• SELECTED EXTRACT

Days 4-9: La Fortuna & Monteverde

Posted by Erik Frey Sun, 20 Mar 2005 08:22:00 GMT

Outside, the sun is setting across the bay, over the pacific ocean, behind the small town of Flamingo. This is my fourth day on the coast, in an area of Costa Rica called the Peninsula Nicoya. It’s known for the slew of beautiful beaches that dot the coast, each one complete with sleepy town and local bar for the necessary Imperial (or two).

I’m staying in an extra room of the small home of Benito and Liseth Peralta, in the town of Portrero. Cows crisscross the dirt roads here, occasionally walking through the front gate to munch on garden hedges. When Benito sees them, he yells and throws rocks to keep them off his property. In the evenings, Liseth cooks fantastic dinners and always serves me a mountain of food; I can never finish everything. The two are very friendly, and they put up with my awful attempts to speak Spanish with them.

In the morning I wake up early and take the bus to Playa Flamingo. There, I take Spanish classes at Central Panamerica De Idiomas till noon. In the afternoons I find something to do. There are salsa and merengue lessons, cruises to local reefs for snorkeling and watching the sunset, buses to nearby beaches; it’s hard to go wrong.

There’s too much to describe how I got here. For now I will just write about Monteverde, my last stop before the coast. I think I might run out of adjectives for these entries. It can be difficult at times to put some of this to words without it turning into a laundry list. There are the things that have happened, the people I’ve met, and the way they’ve left an impression on me. For now I will have to stick mostly to describing the things that have happened.

day 4

Today Dan, Emily, Adrilyn, and I visited Baldi hot springs, at the base of Volcan Arenal. The springs ranged from pleasantly tepid to unbearably hot, all heated by the same flows that power the looming volcano. A number of them had conveniently placed bars that one could swim up to. The evening could be summed up by the following simple but sublime sensation:

At one point, I was sitting in a steamy hot pool and it began to rain. The rain drops were cold, and enveloped everything with soft patter. I leaned back into the hot water and saw Volcan Arenal just a kilometer or two away. The whole experience was sublime.

day 5

Today I travelled from La Fortuna to Monteverde. I took a jeep for a few miles, then got on a boat to cross Laguna Arenal, and then got on another jeep on the other side that took me to Monteverde.

In Monteverde I found a Santa Elena, little more than a shanty town carved out of a side of a hill in the rainforest. It had three roads that formed a triangle. It was a sort of fronteir: 4wd trucks, rickety old buses, and mopeds zoomed by constantly.

Upon arriving I found the Pension Santa Elena and snuck into the last bed available in the dorm. On the front porch of the pension, a couple of people were drumming and a lady began to belly-dance. It drew a crowd, and soon people were clapping and cheering.

That night I saw a three-toed sloth climbing along a telephone line at the edge of town.

day 6

Today I hiked out to the San Luis waterfalls. I walked along a long road past coffee houses and small art galleries with second floor balconies that peered out into the forest canopy. On the way, I passed a local farmer, and old fellow with no shirt and a huge machete tied onto his belt. He smiled and nodded when I walked by.

• SUPPLIED DATA

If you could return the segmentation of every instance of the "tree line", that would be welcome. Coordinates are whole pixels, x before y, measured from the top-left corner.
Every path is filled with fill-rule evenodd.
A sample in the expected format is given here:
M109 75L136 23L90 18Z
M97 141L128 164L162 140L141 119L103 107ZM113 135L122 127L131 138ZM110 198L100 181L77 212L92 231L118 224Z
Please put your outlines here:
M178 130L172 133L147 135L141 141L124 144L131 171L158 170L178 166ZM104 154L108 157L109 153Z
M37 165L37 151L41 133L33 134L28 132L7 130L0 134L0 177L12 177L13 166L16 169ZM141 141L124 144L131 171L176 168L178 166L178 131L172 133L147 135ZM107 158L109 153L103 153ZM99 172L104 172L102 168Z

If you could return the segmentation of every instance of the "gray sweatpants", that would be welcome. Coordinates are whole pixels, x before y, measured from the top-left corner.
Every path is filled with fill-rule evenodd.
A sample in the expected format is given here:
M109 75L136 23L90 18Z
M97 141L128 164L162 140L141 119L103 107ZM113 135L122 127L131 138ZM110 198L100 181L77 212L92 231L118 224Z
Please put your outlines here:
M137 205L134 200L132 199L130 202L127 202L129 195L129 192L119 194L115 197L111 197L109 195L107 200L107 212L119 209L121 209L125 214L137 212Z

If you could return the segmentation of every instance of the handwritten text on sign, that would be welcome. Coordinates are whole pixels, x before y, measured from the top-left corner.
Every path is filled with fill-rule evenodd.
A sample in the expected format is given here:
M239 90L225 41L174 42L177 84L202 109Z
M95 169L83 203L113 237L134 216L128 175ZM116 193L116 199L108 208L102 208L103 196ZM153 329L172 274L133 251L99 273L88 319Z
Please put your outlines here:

• TO DO
1. Rewrite everything from the line containing "of the handwritten" down to the end of the records, substituting "appreciated" for "welcome" and leaving all else unchanged.
2. Resume the Costa Rica travel post after its last sentence and carry it on.
The travel post about Costa Rica and the records are unrelated material.

• THE REPLIES
1.
If you could return the segmentation of every instance of the handwritten text on sign, that would be appreciated. Coordinates are whole pixels, x before y, measured from the top-left corner.
Every path is filled with fill-rule evenodd.
A sample in the expected format is given here:
M239 90L225 41L174 42L177 84L202 109Z
M95 169L83 203L113 237L134 216L128 175ZM116 193L116 199L108 208L102 208L103 196ZM153 329L172 274L133 251L99 273L88 319Z
Please put your outlines here:

2.
Not long after I arrived at an old man’s house. In a slow, slurred Spanish, he explained to me that the trail went through his property, and so in order to pass through I had to buy a “ticket”. I haggled with him for a while about being a student and not having much money, and ended up paying him a few dollars.

It was worth it. The falls were gorgeous, and looked quite like how one would imagine gorgeous waterfalls look. The trail there was full of butterflies that would follow you for a while as you walked.

That evening I had yet another great time sitting on the balcony of the pension, talking to travelers and to locals, and finding strange coincidences among the people I spoke to. It’s a curiously small world.

I need to make a separate post to describe all the incredible people I’ve met.

day 7

Woke up with a bit of a hangover. Took a bus to SKYTREK, one of the big attractions in the area, where they strapped a pulley on my waist and sent me careening through the jungle canopy on metal ziplines. It was certainly exciting.

That evening I had dinner with Adrilyn and Emily. We picked up some supplies from the supercensored and cooked up some fantastic pasta with fresh basil and vegetables.

I prepared for the next few days, collectively called Semana Santa, covering Good Friday and Easter. All businesses shut down for a couple of days, and I wasn’t going anywhere.

day 8

Walked to a butterfly garden. Became a big fan of the postman butterfly. At one point, a monkey made its way in from the nearby forest and stole the show. He came down to a tree only a couple of feet away and started eating the berries. Everyone gasped and got out their cameras. Oddly enough, the monkey behaved as if he was completely oblivious to us all.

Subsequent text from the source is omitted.